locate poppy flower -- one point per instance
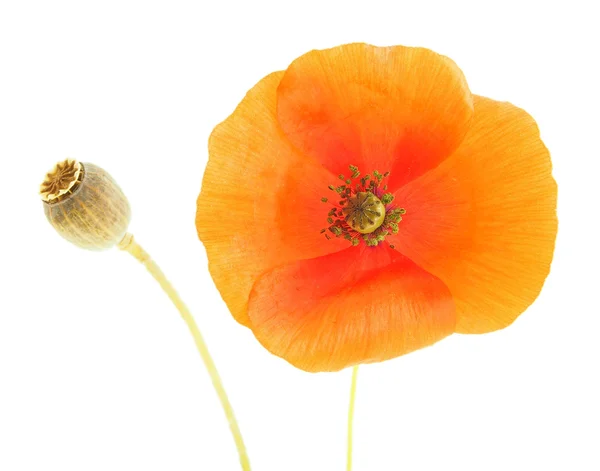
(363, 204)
....
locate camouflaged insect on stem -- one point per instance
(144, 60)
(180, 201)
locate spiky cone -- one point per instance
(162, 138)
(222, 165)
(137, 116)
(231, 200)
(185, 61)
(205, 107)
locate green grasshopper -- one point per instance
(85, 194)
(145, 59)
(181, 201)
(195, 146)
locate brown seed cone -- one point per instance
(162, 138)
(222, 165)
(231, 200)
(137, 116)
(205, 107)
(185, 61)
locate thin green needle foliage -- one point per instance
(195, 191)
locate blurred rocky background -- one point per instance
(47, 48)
....
> DO THIS:
Find every line above that contains the string "cone" and copy each one out.

> IN RESPONSE:
locate spiky cone -- one point per instance
locate brown seed cone -- one point per instance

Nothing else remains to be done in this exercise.